[start Given passage]

Shaquille O'Neal continued to dominate the NBA by averaging 29.3 points, 11.4 rebounds and 2.4 blocks per game, and was named to the All-NBA Second Team, while second-year star Penny Hardaway averaged 20.9 points, 7.2 assists and 1.7 steals per game, and was named to the All-NBA First Team, and Grant provided the team with 12.8 points and 9.7 rebounds per game, and was named to the NBA All-Defensive Second Team. In addition, Nick Anderson contributed 15.8 points, 4.1 assists and 1.6 steals per game, and led the Magic with 179 three-point field goals, while three-point specialist Dennis Scott played a sixth man role off the bench, averaging 12.9 points per game and contributing 150 three-point field goals, and Donald Royal provided with 9.1 points and 4.0 rebounds per game as the team's starting small forward. Also off the bench, Shaw contributed 6.4 points and 5.2 assists per game, while Anthony Bowie contributed 5.5 points per game, and Anthony Avent averaged 3.6 points and 4.1 rebounds per game.

[end Given passage]

Task set:
1. In the passage on the Magic players' statistics, how many three-point field goals did Nick Anderson lead the team with?
2. Write what comes next in the passage on the Magic players' statistics, picking up after its last sentence.
You won't need the material that comes next.

[start Data records]

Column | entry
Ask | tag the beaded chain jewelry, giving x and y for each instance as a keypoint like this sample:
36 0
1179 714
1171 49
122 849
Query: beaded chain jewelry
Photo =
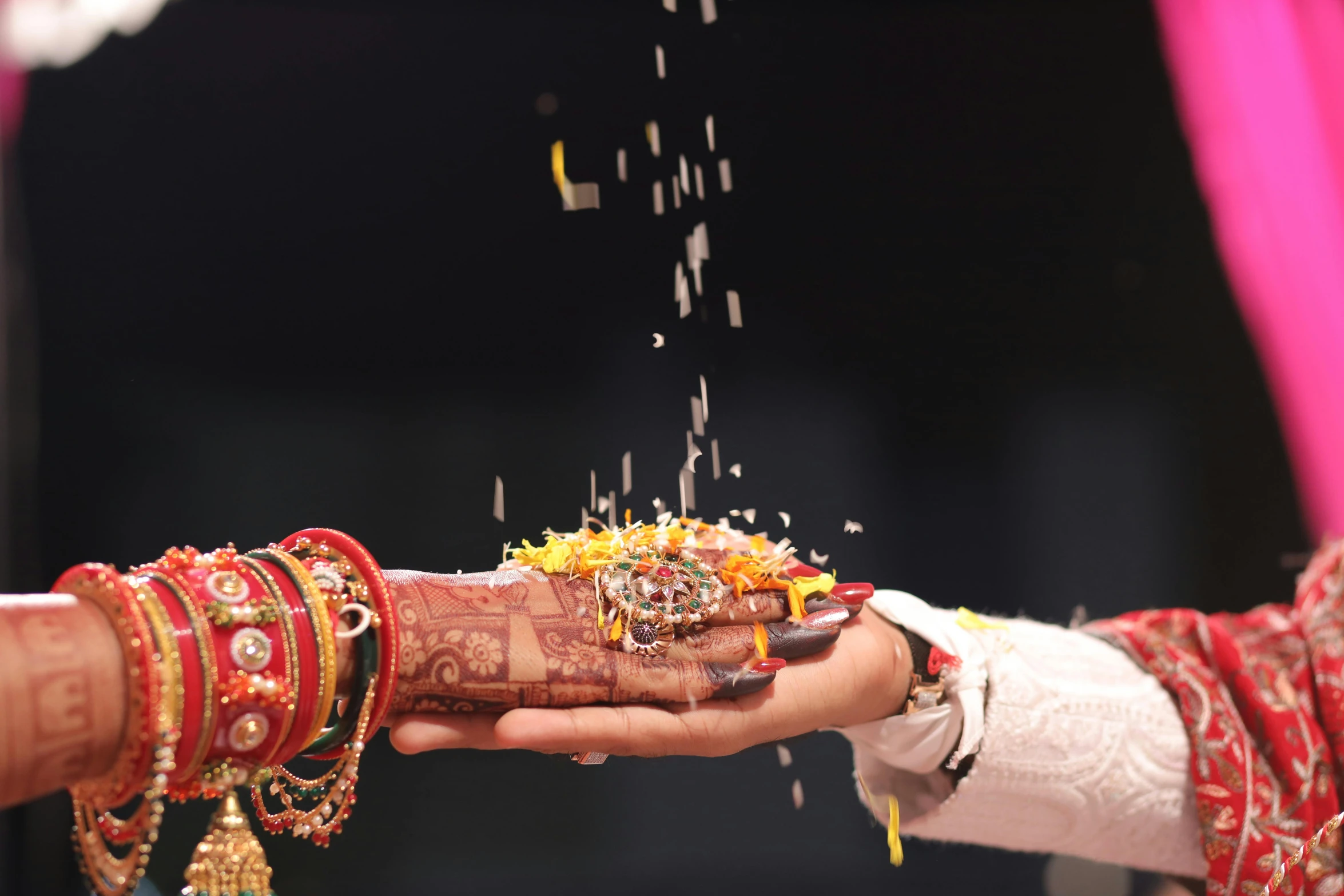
232 663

[end Data records]

Answers per task:
1. 179

2.
During the NBA All-Star weekend at the America West Arena in Phoenix, Arizona, O'Neal and Hardaway were both selected for the 1995 NBA All-Star Game, as members of the Eastern Conference All-Star team, while head coach Brian Hill was selected to coach the Eastern Conference; it was Hardaway's first ever All-Star appearance. Meanwhile, Anderson participated in the NBA Three-Point Shootout. O'Neal also finished in second place in Most Valuable Player voting, behind David Robinson of the San Antonio Spurs, while Hardaway finished in tenth place, and Scott finished in fifth place in Sixth Man of the Year voting.

The Magic finished 15th in the NBA in home-game attendance, with an attendance of 656,410 at the Orlando Arena during the regular season.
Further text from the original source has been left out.